● **Work to complete**:
Produce a verbatim transcription of the records below, beginning at the line containing "the green grass" and ending at the final line; include only those lines.

#### Input for this task ####

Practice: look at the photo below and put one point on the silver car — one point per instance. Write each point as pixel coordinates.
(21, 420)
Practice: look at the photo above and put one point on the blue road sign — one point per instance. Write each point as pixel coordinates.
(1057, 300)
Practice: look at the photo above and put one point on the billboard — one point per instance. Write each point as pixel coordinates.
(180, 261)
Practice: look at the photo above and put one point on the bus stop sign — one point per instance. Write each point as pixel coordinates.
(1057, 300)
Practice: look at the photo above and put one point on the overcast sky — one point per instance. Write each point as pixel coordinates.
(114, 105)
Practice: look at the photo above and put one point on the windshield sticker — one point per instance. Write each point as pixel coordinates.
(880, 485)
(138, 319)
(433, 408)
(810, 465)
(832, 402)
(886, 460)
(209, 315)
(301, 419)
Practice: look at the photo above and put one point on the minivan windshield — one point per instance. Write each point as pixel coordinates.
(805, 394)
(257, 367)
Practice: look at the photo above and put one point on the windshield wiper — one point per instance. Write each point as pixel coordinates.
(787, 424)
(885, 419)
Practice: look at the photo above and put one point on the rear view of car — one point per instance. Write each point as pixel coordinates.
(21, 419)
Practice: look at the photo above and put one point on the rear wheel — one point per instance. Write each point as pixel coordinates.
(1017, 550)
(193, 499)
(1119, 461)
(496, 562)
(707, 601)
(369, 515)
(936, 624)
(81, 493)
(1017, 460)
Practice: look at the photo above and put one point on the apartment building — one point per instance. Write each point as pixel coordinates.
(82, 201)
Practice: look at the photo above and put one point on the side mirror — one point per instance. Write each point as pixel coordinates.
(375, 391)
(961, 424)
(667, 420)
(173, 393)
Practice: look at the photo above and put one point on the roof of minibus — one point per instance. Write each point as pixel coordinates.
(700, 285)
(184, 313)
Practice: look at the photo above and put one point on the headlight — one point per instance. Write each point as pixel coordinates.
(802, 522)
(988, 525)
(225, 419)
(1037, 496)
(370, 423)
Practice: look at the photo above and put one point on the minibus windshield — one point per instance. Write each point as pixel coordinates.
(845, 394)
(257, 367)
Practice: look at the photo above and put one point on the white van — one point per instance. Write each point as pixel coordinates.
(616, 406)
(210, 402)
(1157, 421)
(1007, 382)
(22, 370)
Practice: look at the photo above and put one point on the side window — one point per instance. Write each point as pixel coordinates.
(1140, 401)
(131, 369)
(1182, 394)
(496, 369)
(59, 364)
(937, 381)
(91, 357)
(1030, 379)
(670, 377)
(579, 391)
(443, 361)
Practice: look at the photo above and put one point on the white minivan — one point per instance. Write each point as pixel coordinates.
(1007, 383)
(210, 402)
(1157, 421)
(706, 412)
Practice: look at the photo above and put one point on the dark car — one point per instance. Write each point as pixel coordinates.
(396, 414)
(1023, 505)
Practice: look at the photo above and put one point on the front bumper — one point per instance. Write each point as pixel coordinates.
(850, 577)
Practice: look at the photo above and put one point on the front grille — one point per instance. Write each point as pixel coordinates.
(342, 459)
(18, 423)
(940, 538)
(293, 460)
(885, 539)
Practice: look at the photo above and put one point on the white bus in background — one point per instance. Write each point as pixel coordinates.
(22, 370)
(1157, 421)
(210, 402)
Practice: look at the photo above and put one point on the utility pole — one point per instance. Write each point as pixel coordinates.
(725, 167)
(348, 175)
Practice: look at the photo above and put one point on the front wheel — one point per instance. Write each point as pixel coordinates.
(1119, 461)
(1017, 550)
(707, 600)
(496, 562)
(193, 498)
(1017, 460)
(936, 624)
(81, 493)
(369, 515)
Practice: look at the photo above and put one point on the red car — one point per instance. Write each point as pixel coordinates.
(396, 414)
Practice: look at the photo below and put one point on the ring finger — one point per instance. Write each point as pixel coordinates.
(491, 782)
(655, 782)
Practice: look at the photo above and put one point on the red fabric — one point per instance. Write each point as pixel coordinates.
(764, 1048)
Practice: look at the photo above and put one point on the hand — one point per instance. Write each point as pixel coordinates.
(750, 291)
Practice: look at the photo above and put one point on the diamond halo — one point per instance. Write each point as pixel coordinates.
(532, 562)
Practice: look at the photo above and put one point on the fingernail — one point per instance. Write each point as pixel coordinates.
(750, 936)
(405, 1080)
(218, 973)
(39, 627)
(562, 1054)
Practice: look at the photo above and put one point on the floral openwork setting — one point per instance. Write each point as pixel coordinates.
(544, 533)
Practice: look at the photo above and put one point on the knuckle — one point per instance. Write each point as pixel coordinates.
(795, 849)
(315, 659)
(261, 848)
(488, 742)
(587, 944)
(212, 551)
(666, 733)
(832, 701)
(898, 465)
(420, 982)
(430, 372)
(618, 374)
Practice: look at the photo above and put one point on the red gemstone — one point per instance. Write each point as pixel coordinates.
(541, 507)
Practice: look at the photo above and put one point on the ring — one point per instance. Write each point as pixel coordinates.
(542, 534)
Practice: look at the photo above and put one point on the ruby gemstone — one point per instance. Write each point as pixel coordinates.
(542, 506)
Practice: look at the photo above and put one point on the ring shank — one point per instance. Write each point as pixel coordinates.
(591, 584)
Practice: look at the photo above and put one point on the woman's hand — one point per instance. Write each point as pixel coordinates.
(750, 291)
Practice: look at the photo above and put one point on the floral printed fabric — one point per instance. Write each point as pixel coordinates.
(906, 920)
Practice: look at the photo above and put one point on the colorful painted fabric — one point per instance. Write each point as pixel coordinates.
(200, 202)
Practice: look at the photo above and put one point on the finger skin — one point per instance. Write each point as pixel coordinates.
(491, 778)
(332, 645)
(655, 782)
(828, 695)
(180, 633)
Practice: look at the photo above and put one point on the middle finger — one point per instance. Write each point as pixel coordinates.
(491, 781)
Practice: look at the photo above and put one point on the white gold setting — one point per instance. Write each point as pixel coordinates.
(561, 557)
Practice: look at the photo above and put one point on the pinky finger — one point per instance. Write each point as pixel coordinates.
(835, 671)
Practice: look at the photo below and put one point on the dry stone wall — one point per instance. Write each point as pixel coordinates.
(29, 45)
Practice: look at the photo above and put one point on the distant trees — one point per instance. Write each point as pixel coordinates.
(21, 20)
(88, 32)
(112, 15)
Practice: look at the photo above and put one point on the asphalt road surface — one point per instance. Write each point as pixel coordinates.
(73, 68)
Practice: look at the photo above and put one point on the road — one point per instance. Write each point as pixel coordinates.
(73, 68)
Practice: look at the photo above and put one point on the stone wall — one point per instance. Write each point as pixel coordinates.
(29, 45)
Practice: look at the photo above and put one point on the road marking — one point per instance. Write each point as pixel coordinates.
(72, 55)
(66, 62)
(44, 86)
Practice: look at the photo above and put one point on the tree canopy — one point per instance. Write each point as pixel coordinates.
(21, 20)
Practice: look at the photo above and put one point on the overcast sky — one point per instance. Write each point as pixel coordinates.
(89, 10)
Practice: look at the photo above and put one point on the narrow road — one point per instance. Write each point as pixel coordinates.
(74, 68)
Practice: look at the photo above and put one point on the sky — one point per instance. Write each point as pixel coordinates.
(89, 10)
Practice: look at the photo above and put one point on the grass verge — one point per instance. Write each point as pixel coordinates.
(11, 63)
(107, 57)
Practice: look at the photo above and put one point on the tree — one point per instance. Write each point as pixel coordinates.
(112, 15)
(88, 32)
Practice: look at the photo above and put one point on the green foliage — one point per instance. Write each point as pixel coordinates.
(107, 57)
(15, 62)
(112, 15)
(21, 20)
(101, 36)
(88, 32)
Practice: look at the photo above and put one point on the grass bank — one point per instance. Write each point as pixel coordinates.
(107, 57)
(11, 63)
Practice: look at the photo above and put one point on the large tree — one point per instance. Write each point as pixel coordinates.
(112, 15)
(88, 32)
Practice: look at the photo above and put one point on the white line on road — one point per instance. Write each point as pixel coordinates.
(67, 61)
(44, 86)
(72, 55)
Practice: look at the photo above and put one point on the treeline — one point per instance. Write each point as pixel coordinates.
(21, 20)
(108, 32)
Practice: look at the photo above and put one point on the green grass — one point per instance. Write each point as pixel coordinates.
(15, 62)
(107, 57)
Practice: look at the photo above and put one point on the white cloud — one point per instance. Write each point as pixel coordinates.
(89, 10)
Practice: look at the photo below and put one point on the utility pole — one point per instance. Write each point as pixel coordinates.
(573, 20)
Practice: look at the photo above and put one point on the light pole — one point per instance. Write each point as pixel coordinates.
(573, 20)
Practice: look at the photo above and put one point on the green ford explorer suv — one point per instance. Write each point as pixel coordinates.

####

● **Written solution**:
Practice: look at the photo above and put one point on the green grass — one point per instance. Write each point as pixel coordinates.
(15, 62)
(107, 57)
Practice: look at the photo above and put one point on the white cloud — one point per instance. Write each point as pixel coordinates.
(89, 10)
Practice: look at the photo below and put one point on the utility pole — one point per instance. Write each point as pixel coordinates.
(573, 20)
Practice: look at the photo above and put one point on the light pole — one point per instance. Write each point as pixel coordinates.
(573, 20)
Practice: look at the photo above and put one point on the green ford explorer suv — one point per instance. Write each point as pixel coordinates.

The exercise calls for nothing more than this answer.